• _HOW TO COMPLETE THIS TASK_:
The range to repeat runs from the line with "red circular sign" to the last line below, both ends included; give it exactly and without pictures.

Dataset entries
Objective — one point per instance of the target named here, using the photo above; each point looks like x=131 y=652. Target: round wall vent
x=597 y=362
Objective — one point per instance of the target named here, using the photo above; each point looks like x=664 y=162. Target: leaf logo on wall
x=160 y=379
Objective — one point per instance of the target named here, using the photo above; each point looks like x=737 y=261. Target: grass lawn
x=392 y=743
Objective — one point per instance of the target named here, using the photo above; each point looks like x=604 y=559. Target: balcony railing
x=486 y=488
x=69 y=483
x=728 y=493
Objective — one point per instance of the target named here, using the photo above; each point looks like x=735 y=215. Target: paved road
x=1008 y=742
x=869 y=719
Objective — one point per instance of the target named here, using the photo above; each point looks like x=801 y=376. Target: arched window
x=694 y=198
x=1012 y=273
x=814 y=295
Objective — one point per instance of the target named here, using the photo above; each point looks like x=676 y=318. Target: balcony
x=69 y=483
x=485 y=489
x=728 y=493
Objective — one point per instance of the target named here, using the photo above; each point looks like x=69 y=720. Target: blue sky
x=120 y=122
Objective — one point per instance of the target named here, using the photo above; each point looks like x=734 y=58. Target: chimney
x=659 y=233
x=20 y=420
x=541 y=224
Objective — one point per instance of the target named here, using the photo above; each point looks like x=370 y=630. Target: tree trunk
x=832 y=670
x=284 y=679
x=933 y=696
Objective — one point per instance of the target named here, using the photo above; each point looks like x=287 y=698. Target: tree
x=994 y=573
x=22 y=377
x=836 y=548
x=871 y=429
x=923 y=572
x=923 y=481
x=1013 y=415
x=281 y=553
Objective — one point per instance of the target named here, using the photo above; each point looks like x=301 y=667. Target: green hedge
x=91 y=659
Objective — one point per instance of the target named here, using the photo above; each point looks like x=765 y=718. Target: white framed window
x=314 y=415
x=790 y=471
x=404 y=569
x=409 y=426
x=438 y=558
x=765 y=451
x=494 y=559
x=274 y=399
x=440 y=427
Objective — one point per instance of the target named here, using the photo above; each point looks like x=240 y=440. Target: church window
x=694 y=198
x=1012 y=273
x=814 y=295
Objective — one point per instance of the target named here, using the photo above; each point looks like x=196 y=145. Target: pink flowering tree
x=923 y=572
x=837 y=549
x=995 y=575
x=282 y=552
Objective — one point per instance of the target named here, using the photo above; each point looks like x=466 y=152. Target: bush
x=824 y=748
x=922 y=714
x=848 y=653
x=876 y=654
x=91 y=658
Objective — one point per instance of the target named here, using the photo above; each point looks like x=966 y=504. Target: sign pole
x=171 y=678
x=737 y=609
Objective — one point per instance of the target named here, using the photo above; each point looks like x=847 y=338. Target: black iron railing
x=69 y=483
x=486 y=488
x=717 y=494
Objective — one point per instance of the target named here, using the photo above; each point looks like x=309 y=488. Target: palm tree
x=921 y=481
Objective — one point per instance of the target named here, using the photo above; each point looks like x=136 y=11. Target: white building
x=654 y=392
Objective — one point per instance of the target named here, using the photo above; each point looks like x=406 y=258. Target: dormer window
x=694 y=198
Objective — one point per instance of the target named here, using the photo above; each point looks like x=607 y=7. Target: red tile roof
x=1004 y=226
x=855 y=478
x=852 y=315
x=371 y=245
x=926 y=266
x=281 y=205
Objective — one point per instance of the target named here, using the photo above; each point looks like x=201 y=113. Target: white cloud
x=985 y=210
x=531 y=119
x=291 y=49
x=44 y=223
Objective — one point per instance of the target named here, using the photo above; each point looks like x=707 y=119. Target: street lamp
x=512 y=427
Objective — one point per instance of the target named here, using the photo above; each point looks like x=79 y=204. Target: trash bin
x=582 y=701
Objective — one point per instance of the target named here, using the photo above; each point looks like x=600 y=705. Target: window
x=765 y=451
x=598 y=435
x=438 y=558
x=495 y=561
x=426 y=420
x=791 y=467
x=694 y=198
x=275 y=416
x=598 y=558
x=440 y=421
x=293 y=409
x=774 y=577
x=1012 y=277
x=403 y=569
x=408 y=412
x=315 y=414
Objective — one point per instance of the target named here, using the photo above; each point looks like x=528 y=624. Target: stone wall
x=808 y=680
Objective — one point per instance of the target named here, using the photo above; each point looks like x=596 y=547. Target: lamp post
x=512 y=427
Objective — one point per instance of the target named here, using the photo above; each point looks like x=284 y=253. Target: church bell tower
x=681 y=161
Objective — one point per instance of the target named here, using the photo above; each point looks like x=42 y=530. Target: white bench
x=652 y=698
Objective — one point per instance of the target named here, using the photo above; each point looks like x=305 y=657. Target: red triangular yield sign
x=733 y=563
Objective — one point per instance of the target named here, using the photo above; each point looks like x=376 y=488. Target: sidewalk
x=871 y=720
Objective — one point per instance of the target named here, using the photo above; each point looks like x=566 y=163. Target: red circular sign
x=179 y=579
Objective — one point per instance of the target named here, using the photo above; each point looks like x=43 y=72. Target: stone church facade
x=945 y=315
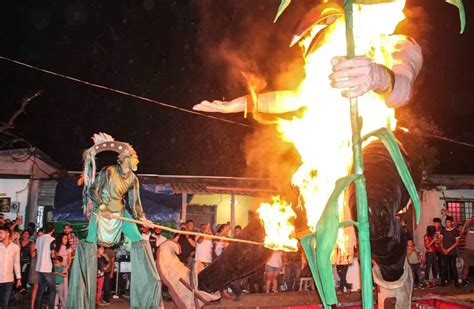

• _ANSWER TO THE EXERCISE_:
Objective — one point per instance of the target named here, using the photo above; each point looks like x=566 y=163. Target: red circular sign
x=179 y=579
Objective — one point per instance of the target named here, using the photo above; each point looks like x=43 y=72. Target: stone church facade
x=945 y=315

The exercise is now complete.